What you should do ▸ Copy the lines below again, word for word and without any changes.

Data records ▸
☆ ☆ ☆ ☆

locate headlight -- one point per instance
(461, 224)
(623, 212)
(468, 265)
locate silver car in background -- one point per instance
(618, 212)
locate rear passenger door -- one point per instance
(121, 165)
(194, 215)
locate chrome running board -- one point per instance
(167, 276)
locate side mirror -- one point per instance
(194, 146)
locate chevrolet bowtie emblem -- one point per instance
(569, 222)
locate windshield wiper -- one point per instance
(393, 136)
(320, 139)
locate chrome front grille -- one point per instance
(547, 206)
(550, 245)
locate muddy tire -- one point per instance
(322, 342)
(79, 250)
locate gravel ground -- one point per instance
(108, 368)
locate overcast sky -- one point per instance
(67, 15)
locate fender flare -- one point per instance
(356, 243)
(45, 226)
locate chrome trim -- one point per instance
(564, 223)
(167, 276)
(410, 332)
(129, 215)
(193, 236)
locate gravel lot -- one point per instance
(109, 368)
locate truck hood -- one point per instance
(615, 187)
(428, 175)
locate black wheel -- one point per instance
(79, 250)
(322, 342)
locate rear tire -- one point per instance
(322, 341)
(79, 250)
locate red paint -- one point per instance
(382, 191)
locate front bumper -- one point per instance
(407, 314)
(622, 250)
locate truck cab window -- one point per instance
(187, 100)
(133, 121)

☆ ☆ ☆ ☆

Answer to the task ▸
locate headlight -- one point per instance
(461, 224)
(623, 212)
(468, 265)
locate silver car in background -- one point per instance
(618, 212)
locate rear passenger door -- one point per instance
(121, 165)
(194, 215)
locate chrome running board -- one point per instance
(167, 276)
locate side mirror -- one point per instance
(194, 146)
locate chevrolet bowtie emblem -- one point per instance
(569, 222)
locate windshield wiper -- one point per instance
(393, 136)
(320, 139)
locate chrome front grille -- one point per instance
(547, 206)
(550, 245)
locate muddy tire -- one point per instance
(322, 342)
(79, 250)
locate gravel ground -- one point per instance
(108, 368)
locate overcast sky -- one point per instance
(67, 15)
locate fender flare -- one point per instance
(356, 243)
(45, 226)
locate chrome trim -- one point per instance
(564, 223)
(167, 276)
(410, 332)
(129, 215)
(193, 236)
locate gravel lot -- one point per instance
(109, 368)
locate truck hood -- one point per instance
(615, 187)
(428, 175)
locate black wheel -- one point per instance
(79, 250)
(322, 342)
locate rear tire -- one point per instance
(322, 341)
(79, 250)
locate red paint -- one point per instance
(382, 191)
locate front bumper -- one point per instance
(407, 314)
(622, 250)
locate truck cab window -- one point per instance
(187, 100)
(133, 121)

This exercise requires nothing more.